Could you print the stretch of lines below from the one with "Target: window box planter" through the one with "planter in the photo above.", exactly as they stand and without any pictures?

+++ Supplied records

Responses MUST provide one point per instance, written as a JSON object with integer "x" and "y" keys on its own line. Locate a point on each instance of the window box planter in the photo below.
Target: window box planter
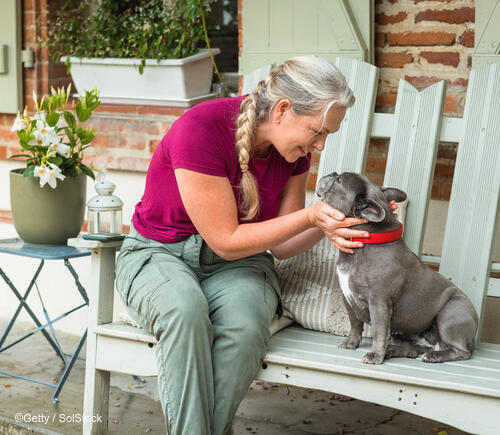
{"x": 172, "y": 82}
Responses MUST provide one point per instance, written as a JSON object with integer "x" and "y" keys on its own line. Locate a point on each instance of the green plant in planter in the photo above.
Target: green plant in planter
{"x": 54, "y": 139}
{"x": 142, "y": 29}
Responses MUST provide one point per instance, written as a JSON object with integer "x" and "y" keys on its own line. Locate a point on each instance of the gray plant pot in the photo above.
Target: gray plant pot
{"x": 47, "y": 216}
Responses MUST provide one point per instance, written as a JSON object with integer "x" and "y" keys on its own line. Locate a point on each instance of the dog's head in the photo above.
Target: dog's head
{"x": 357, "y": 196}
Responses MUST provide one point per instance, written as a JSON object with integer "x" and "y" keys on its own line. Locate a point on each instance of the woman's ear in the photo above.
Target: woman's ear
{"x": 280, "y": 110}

++++++
+++ Supplied records

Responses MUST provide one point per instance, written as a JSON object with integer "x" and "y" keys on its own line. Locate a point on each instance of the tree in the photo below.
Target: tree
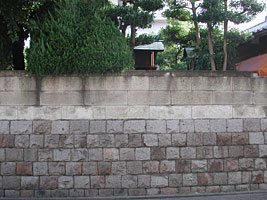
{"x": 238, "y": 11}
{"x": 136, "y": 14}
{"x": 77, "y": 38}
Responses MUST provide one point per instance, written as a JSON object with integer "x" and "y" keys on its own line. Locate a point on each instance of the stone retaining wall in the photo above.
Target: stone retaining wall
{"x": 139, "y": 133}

++++++
+++ Supplied records

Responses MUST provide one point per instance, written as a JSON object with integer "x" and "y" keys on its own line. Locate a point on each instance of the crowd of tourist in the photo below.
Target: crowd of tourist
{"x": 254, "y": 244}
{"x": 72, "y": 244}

++++++

Response area »
Target: window box planter
{"x": 172, "y": 82}
Responses MUST provide one point per instance, written as a JSON object with integer "x" and "y" keys on its own line. Locate a point on each instance of the green plant in planter in the photo above.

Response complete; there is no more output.